* Start Records for the exercise *

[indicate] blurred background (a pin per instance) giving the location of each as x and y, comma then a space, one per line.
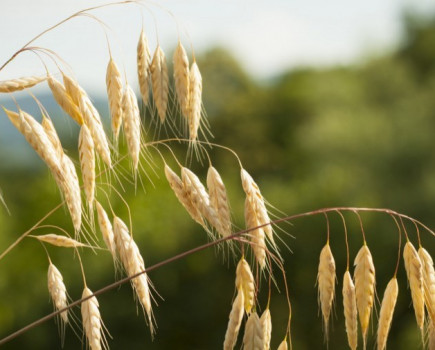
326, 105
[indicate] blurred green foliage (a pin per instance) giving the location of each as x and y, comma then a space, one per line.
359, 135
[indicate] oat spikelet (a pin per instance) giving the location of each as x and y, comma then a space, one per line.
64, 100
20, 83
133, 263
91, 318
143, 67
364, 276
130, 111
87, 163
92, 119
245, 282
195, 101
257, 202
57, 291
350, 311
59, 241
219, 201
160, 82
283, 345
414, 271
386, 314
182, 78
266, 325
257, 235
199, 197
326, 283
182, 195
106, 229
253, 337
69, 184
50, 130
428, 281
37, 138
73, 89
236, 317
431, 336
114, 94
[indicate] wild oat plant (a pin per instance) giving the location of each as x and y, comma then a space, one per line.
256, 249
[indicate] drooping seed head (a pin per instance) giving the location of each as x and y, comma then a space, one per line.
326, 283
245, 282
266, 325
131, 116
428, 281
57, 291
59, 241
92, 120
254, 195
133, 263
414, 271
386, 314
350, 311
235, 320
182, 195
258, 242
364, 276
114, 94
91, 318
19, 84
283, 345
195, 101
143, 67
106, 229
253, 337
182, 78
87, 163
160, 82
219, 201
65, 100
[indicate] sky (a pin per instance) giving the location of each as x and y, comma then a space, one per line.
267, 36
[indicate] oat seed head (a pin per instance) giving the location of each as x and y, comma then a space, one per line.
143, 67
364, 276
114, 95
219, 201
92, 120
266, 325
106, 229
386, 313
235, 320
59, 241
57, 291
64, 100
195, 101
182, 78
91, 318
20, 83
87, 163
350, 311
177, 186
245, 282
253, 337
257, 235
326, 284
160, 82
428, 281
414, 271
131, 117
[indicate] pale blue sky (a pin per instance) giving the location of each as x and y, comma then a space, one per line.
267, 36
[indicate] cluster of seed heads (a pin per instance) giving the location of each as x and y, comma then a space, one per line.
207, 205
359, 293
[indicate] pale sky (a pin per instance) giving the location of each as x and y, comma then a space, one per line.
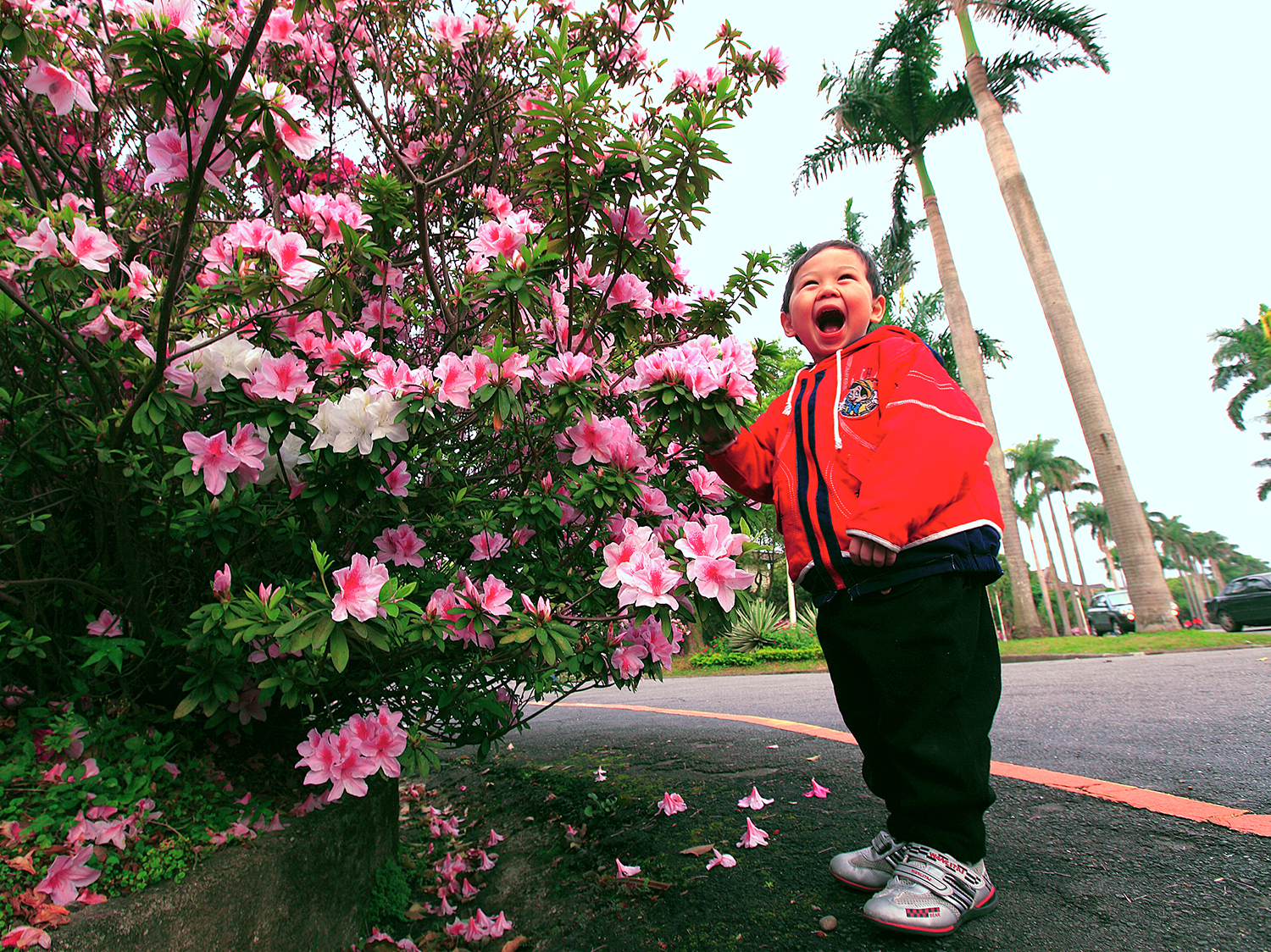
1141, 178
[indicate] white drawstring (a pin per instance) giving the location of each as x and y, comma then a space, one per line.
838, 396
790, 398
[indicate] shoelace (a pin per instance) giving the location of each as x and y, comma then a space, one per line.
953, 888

* End Records for the exercise *

Make an exact copy of only those lines that run from the line with "[indicate] wild oat" through the end of the records, excluding pictures.

> _Written answer_
[indicate] wild oat plant (a pin per instance) giving the location of each as x and y, comma then a space, one per line.
256, 249
[indicate] drooping seed head (a pin per instance) giving the location of each as x and y, comma then a space, one per line.
326, 283
245, 282
266, 325
131, 116
428, 281
57, 291
59, 241
92, 120
254, 195
133, 263
414, 271
386, 314
350, 311
235, 320
182, 195
258, 242
364, 276
114, 94
91, 318
19, 84
283, 345
195, 101
143, 67
106, 229
253, 337
182, 78
87, 163
160, 82
219, 201
65, 100
[indicate] sky (a pin per instance) giving the location of each as x and y, comma then a space, one per line.
267, 36
[indicate] oat seed head (a pin per instance) giving the location of each as x and y, comma then a space, one per line.
143, 67
364, 276
114, 95
219, 201
92, 120
266, 325
106, 229
386, 313
235, 320
59, 241
57, 291
64, 100
195, 101
182, 78
91, 318
20, 83
87, 163
350, 311
177, 186
245, 282
253, 337
257, 235
326, 284
160, 82
428, 281
414, 271
131, 117
[indicate] pale blue sky (a pin per instance) giving the location of each as x and y, comma then a space, one per line.
267, 36
[indicate] cluster of seed heads (a pin per instance) giving the location of each as x and y, comma then a space, one per line.
207, 205
359, 293
[indicate] pale sky (a pin per instance) giving the location of each as x and y, comma then a space, one per line.
1141, 178
[indicate] white drawstring (a pin per instance) giving the location of each as x and y, comma then a space, one per line.
838, 396
790, 398
[indicate] shoelace (a pin per instance) giving the location of each as x and y, comma then a space, one per line.
953, 888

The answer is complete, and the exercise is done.